◆ **What this task involves**
Would you write out the lines from the one containing "canal water -> point" to the end of the records below, exactly and in full, please?

- - -

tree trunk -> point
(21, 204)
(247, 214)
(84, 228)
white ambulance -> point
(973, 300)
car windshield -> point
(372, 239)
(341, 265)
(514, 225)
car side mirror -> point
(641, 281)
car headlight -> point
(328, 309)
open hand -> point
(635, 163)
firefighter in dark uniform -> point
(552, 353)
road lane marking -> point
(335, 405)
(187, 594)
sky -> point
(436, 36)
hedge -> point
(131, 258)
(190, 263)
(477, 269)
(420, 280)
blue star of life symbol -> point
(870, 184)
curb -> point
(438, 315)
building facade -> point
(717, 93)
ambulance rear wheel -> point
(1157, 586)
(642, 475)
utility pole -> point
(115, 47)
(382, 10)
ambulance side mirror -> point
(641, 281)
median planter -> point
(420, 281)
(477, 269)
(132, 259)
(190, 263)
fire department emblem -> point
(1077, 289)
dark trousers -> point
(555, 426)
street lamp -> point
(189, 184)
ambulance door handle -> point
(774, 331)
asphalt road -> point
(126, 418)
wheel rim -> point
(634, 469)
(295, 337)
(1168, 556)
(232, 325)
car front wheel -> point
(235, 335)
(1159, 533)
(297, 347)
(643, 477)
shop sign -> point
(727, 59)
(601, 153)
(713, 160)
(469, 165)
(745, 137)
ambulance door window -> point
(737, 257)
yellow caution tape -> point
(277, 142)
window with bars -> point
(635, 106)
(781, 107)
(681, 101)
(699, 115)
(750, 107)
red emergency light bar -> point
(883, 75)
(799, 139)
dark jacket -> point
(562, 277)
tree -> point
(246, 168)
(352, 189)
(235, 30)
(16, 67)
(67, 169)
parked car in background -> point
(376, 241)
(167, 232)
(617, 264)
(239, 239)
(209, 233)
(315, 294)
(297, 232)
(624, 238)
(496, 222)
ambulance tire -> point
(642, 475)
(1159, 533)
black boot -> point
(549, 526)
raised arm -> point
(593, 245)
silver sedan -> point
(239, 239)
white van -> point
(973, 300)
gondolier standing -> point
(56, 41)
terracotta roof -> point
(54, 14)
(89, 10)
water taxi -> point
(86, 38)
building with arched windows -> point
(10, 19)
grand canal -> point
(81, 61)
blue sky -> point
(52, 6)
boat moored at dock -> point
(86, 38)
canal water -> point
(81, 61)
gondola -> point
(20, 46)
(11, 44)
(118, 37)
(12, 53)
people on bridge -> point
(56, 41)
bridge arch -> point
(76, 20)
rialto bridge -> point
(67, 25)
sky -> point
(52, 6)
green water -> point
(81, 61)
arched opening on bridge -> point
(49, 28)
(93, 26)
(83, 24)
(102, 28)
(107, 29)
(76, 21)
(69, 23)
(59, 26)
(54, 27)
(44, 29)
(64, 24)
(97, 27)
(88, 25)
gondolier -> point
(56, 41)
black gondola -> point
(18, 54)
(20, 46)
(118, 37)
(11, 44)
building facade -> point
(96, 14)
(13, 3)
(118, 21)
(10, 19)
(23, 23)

- - -

◆ **Answer section**
canal water -> point
(81, 61)
gondola -> point
(20, 46)
(11, 44)
(118, 37)
(12, 53)
people on bridge -> point
(56, 41)
bridge arch -> point
(76, 20)
rialto bridge -> point
(67, 25)
sky -> point
(52, 6)
green water -> point
(81, 61)
arched opening on bridge -> point
(49, 28)
(93, 26)
(83, 24)
(102, 28)
(107, 29)
(76, 21)
(69, 23)
(59, 26)
(54, 27)
(44, 29)
(64, 24)
(97, 27)
(88, 25)
gondolier -> point
(56, 41)
black gondola -> point
(18, 54)
(20, 46)
(118, 37)
(11, 44)
building facade -> point
(96, 14)
(13, 3)
(118, 21)
(10, 19)
(23, 23)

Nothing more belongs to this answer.